▶ [The request]: Pull out every line in the entries below that contains the word "wreath", treating uppercase and lowercase as different.

++++

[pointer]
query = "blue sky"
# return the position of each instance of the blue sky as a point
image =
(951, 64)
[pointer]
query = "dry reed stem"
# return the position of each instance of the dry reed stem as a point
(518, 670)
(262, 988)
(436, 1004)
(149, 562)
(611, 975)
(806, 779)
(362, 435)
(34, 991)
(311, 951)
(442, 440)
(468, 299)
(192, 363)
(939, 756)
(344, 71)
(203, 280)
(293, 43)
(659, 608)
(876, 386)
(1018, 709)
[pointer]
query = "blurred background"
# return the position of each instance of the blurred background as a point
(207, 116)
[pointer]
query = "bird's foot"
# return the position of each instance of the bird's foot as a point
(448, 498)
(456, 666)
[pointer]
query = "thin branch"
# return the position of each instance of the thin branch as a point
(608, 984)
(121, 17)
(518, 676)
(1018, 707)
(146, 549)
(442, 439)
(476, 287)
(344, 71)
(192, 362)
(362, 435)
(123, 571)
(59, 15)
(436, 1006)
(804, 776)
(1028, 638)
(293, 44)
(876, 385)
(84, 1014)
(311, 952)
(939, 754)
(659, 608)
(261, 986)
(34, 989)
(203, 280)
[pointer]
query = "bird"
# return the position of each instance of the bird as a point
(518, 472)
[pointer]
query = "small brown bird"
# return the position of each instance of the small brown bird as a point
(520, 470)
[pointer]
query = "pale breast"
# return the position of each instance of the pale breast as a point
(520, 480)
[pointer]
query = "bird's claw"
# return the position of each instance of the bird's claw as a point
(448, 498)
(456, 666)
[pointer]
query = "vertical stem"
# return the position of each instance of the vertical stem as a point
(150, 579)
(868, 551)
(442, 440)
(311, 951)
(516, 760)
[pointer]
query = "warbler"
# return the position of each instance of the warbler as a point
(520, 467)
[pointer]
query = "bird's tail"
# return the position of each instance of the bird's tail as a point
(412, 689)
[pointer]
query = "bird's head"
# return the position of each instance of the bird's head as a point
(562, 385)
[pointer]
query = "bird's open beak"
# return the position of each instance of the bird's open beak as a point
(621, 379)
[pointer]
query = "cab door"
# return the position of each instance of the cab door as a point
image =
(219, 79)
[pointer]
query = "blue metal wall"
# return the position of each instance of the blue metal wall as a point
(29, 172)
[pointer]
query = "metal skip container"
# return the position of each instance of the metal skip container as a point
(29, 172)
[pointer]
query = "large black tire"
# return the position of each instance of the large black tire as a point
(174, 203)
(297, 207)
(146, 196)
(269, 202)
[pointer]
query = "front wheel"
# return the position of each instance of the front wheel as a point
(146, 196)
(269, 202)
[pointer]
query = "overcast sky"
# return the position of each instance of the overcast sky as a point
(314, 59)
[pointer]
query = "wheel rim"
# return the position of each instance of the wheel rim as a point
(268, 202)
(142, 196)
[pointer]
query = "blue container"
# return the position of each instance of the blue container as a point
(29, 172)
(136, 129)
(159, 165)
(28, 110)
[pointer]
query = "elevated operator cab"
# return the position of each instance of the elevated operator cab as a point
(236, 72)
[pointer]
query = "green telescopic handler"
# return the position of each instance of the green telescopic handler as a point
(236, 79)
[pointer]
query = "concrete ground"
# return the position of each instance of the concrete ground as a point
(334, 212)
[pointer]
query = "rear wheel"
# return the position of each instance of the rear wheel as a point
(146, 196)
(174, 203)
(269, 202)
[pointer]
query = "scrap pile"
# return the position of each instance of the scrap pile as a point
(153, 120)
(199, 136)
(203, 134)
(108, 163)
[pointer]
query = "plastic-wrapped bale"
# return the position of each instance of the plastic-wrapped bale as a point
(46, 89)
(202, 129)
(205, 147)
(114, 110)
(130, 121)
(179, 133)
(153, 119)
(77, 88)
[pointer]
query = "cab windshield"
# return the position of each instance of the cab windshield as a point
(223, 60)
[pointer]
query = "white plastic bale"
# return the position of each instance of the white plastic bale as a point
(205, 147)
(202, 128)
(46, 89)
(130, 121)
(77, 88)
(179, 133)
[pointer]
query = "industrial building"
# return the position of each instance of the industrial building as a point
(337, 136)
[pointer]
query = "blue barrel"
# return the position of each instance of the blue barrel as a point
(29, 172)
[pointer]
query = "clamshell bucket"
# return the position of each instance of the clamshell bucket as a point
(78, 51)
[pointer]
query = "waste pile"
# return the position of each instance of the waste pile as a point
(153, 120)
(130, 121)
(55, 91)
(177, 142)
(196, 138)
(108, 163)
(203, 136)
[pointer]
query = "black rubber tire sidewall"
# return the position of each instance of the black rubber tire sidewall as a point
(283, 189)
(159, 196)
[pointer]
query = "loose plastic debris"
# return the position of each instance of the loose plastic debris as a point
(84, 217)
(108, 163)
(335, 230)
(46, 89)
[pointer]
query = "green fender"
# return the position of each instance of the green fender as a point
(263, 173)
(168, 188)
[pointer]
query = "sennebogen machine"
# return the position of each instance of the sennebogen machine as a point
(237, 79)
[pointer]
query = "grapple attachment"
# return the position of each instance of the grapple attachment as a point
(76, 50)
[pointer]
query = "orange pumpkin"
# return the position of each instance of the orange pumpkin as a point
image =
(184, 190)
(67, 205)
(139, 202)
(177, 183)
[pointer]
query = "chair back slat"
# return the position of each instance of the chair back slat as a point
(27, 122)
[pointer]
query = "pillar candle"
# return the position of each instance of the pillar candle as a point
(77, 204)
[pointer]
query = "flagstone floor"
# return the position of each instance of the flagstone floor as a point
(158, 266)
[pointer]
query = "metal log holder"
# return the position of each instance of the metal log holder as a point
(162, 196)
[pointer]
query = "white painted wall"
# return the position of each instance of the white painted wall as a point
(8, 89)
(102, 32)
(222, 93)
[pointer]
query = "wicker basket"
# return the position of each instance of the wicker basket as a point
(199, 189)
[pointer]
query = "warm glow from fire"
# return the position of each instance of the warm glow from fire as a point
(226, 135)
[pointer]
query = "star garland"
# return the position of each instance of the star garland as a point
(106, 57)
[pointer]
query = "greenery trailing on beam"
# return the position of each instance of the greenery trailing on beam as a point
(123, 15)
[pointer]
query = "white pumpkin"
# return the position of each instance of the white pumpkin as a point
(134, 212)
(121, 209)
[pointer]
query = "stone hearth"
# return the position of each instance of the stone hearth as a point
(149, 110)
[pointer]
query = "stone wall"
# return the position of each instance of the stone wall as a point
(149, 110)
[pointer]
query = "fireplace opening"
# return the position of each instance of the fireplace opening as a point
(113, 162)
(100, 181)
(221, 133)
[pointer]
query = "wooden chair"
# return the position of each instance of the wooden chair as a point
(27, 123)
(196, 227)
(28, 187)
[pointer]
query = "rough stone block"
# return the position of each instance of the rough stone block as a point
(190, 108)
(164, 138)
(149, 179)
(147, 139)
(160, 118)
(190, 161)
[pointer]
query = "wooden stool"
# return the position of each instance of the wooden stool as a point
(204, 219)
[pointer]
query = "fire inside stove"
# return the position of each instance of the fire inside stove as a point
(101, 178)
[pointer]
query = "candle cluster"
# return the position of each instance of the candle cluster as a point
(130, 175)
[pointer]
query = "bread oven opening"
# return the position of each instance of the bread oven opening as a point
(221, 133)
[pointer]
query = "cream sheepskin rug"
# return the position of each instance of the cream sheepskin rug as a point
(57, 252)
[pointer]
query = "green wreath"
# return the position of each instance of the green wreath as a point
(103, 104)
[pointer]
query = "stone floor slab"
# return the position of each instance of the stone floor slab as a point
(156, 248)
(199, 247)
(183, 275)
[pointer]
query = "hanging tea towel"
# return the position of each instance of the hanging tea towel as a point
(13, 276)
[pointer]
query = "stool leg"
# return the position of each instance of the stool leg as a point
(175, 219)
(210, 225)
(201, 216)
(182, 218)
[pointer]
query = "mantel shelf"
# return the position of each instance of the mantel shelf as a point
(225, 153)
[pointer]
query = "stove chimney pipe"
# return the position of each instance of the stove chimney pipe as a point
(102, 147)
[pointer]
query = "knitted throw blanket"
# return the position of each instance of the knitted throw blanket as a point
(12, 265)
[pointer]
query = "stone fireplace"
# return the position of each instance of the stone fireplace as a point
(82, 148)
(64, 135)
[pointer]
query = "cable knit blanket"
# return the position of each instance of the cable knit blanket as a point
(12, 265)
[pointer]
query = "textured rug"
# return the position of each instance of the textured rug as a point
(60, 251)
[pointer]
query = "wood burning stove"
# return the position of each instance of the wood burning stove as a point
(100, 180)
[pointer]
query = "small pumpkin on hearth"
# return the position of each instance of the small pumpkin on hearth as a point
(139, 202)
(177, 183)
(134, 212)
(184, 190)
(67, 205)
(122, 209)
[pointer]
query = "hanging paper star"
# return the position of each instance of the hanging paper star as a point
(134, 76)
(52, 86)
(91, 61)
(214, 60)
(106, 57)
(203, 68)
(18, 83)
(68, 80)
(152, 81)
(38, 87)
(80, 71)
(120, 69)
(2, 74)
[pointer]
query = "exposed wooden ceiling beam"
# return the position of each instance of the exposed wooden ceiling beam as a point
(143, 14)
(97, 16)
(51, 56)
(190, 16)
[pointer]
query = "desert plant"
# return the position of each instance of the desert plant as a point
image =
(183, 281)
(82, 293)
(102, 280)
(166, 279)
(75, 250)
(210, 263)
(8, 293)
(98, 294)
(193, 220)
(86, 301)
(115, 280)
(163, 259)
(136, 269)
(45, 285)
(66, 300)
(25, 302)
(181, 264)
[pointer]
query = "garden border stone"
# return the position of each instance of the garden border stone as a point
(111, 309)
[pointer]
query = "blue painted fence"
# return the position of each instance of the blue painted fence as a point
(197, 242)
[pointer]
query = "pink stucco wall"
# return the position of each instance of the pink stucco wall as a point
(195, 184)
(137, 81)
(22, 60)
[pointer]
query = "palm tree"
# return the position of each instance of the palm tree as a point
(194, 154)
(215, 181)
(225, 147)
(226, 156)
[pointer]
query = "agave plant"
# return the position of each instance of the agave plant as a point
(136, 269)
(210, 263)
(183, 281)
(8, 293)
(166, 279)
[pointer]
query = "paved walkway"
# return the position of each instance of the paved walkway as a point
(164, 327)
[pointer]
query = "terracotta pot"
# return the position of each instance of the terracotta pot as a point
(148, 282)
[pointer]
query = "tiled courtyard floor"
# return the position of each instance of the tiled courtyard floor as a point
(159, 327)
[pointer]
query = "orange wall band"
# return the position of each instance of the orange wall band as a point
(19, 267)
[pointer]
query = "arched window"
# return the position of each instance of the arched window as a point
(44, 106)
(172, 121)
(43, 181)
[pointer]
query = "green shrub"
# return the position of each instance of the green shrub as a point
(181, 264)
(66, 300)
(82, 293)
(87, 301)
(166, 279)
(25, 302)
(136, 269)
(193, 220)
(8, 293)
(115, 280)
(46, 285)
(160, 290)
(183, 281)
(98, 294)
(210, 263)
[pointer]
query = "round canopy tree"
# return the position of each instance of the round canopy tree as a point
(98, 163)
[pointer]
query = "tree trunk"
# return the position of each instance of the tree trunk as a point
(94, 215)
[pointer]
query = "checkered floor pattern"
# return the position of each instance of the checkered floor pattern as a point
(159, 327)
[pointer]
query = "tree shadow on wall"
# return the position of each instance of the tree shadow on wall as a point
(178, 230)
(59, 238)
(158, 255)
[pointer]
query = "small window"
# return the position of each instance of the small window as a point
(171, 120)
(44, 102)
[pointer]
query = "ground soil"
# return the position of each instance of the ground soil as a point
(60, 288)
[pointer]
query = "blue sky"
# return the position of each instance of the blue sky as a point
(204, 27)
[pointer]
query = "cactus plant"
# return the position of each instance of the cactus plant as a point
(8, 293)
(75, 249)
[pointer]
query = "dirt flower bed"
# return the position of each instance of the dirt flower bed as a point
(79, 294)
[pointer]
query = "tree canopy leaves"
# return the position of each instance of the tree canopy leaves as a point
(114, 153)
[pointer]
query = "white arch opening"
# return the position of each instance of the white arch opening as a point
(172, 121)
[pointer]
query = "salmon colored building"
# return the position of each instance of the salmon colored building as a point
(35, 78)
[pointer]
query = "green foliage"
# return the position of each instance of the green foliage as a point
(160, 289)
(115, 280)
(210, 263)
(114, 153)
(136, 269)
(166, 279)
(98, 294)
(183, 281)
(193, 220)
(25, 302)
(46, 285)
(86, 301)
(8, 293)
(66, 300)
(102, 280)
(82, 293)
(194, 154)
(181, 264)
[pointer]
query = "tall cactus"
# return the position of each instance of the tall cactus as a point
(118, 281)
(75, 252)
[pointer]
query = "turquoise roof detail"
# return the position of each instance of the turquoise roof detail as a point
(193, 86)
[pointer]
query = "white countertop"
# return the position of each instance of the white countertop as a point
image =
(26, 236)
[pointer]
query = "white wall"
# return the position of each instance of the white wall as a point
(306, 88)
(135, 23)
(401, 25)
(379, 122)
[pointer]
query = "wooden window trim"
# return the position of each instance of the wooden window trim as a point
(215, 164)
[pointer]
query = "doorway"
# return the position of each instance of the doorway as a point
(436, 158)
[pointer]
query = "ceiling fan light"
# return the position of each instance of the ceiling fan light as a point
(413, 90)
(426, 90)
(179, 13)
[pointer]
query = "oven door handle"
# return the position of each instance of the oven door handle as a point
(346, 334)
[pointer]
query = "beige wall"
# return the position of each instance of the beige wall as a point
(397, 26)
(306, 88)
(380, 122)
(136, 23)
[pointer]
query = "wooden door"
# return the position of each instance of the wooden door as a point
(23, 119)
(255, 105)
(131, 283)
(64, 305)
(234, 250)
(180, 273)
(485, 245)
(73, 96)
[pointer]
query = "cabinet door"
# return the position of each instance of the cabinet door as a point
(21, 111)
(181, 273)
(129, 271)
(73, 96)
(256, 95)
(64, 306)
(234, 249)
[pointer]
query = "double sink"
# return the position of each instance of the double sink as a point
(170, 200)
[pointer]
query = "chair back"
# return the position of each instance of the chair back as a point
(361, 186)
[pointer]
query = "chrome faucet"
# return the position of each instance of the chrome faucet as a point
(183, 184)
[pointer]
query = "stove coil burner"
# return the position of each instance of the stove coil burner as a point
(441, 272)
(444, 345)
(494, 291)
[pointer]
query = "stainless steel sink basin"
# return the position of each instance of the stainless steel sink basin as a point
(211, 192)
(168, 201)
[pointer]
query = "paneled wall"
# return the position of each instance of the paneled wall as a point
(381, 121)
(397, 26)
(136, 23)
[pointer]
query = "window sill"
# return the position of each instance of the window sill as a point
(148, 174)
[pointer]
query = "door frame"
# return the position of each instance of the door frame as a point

++++

▶ [Final result]:
query = "green wreath"
# return the position of each instance of the green wreath as a point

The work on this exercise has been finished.